Description of the task
Put the lines of the items below, from the first line through the line containing "100 L 2 141", inclusive, into a JSON list of strings with one string per line and no blank lines. Leave the pictures out of the list.

Contour-labeling items
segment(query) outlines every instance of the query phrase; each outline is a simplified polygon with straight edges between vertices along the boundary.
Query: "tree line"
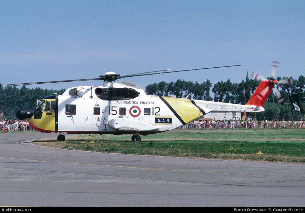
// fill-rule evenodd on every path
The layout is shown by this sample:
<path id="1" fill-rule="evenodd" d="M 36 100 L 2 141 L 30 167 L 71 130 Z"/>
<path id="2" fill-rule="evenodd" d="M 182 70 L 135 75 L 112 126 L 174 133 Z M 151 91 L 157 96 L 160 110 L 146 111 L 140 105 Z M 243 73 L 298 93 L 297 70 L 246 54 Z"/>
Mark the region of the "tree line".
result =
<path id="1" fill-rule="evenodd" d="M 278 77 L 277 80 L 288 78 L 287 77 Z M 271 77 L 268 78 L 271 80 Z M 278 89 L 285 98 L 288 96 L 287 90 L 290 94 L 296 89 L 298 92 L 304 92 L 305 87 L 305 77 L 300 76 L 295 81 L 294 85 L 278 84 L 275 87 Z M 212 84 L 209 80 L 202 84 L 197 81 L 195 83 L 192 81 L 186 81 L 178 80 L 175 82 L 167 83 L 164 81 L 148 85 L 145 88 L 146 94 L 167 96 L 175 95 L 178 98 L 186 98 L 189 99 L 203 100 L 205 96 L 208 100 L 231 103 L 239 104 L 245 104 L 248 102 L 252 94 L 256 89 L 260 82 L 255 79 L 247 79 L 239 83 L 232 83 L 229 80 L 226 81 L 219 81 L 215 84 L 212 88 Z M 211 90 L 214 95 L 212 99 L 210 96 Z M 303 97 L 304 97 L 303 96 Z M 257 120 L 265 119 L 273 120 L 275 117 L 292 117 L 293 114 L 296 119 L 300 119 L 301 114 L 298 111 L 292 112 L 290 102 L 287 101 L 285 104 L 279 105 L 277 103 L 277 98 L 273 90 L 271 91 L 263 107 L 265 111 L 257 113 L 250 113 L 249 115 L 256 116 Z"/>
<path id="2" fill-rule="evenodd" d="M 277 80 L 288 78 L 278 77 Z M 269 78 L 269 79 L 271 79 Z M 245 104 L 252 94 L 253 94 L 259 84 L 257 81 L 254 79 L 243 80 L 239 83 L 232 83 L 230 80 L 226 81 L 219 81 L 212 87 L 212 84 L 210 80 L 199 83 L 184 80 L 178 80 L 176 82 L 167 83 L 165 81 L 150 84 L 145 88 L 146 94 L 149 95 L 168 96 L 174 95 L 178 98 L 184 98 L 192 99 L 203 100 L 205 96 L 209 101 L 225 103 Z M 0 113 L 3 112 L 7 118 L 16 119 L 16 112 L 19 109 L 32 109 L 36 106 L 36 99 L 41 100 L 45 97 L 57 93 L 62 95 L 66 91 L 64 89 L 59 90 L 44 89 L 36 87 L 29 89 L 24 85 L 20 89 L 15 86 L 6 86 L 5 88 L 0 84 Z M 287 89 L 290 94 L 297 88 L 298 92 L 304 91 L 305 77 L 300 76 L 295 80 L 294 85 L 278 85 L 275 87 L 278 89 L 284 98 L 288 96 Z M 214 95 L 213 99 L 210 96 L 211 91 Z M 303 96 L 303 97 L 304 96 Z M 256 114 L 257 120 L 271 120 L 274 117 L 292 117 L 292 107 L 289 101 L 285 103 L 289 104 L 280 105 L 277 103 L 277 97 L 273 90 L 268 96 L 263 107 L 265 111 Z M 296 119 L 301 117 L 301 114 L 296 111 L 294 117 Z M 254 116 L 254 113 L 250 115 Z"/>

Complete answer
[
  "segment(query) outlines every instance of the query phrase; each outline is a simplified polygon with straight edges between vertices along the boundary.",
  "Query: \"tree line\"",
  "// fill-rule evenodd on every path",
  "The layout is shown by this sample:",
  "<path id=\"1\" fill-rule=\"evenodd\" d=\"M 36 100 L 2 141 L 30 167 L 71 130 Z\"/>"
]